START Dataset content

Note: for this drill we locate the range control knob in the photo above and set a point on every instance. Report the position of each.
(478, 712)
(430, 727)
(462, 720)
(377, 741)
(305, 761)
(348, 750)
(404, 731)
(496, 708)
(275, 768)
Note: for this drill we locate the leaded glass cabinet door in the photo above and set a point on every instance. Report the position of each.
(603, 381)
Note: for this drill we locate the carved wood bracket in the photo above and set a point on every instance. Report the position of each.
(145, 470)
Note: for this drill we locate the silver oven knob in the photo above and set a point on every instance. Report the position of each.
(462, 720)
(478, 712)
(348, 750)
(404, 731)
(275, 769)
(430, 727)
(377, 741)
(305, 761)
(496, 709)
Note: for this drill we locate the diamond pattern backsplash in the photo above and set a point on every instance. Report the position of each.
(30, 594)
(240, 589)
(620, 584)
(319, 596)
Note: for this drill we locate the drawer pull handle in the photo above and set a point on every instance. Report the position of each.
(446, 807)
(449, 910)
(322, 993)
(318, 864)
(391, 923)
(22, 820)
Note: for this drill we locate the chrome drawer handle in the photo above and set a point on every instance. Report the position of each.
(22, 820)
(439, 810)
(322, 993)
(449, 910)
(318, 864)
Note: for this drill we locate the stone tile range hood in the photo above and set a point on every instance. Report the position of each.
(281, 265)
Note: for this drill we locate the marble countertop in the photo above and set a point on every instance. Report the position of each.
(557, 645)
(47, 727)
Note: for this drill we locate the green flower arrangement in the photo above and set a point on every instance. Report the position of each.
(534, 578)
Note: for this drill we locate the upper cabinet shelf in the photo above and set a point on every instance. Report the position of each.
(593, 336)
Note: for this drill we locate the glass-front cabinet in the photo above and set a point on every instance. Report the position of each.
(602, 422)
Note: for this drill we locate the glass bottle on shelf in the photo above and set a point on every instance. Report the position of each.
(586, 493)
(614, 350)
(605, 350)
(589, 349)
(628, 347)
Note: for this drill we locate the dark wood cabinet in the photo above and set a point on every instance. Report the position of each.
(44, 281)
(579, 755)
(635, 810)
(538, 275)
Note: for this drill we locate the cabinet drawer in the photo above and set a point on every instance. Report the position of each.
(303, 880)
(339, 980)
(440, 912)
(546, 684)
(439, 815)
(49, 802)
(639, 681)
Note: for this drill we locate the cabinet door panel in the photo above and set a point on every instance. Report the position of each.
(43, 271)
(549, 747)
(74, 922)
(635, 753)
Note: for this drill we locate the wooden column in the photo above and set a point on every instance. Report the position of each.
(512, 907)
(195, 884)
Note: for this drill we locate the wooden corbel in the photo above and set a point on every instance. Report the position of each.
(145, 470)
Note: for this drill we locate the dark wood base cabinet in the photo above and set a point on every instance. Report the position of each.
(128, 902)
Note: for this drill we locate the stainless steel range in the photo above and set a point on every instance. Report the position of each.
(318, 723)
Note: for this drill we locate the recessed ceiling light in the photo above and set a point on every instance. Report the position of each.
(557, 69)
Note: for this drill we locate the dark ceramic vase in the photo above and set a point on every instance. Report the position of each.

END Dataset content

> [What you will do]:
Print out every record again, exactly and in full.

> [Solution for this exercise]:
Note: for this drill we locate the range control knob in the photo above and set a point on every instance. Report the position of each.
(478, 712)
(430, 727)
(462, 720)
(377, 741)
(305, 761)
(348, 750)
(404, 731)
(496, 708)
(275, 768)
Note: for this drill we locate the leaded glass cabinet door in the photo above and set a point on every instance. Report the position of each.
(603, 381)
Note: for this drill we locate the carved wood bracket in the photo above and set a point on every instance. Report the position of each.
(145, 470)
Note: for this drill we locate the silver oven knob in the photo above and set a point on every instance. Report the position of each.
(462, 720)
(478, 712)
(348, 750)
(404, 731)
(275, 769)
(430, 727)
(377, 741)
(305, 761)
(496, 709)
Note: for this drill we locate the diamond pattern backsplash in the photo above and set a point on every instance. Report the position of each.
(30, 594)
(240, 589)
(620, 584)
(319, 596)
Note: for this drill we locate the drawer pull handle in the photo above and set a point on every instance. Report the position of each.
(446, 807)
(449, 910)
(322, 993)
(318, 864)
(391, 923)
(22, 820)
Note: for this drill we locate the chrome drawer handle in the photo above and set a point on every instance. Report the position of each.
(22, 820)
(439, 810)
(322, 993)
(449, 910)
(318, 864)
Note: for this drill we locate the stone tile range hood in the photo above and set a point on every instance. Report the position of each.
(281, 265)
Note: for this drill we locate the marble countertop in the photo above and set a point on every instance. Report the position of each.
(557, 645)
(47, 727)
Note: for this drill we locate the green flower arrangement in the photo above and set a point on every instance. Report the position of each.
(534, 578)
Note: for this drill we locate the upper cabinet shelf in the photo above and set a point on every instance. Report the position of each.
(593, 336)
Note: for this drill we locate the glass-front cabinet in the photo above and set a point on every instance. Report the position of each.
(602, 422)
Note: for this drill we locate the glass bottle on shelf in the photo above and set a point on every instance. Report the position of each.
(586, 493)
(614, 350)
(605, 350)
(589, 349)
(628, 347)
Note: for this drill we locate the dark wood cabinet in the photo above and set a point on every instance. Report the position of each.
(44, 281)
(579, 755)
(635, 810)
(538, 275)
Note: for this drill we locate the cabinet drawer in the photo above and set a point on every instance. Report the position of each.
(303, 880)
(339, 980)
(440, 912)
(546, 684)
(439, 815)
(49, 802)
(639, 681)
Note: for this drill we locate the cabinet door panel in the photo above and set a point on every instance. Report the position of each.
(43, 271)
(549, 747)
(74, 922)
(635, 753)
Note: for this drill we locate the wooden column in the photo above and set a point on every instance. Report the position of each.
(512, 907)
(195, 884)
Note: for this drill we locate the wooden corbel in the photo above and set a point on every instance. Report the position of each.
(145, 470)
Note: for this drill we locate the dark wood base cabinet in the photo above and set a point on every instance. Report the position of each.
(128, 902)
Note: for this drill we locate the stainless steel range in the photo above and set a point on every instance. Report the position of each.
(318, 723)
Note: for this drill we locate the recessed ceiling light in the photo above and set a point on every instance. Report the position of each.
(557, 69)
Note: for this drill we locate the dark ceramic vase in the photo above and set a point on every instance. Report the position of each.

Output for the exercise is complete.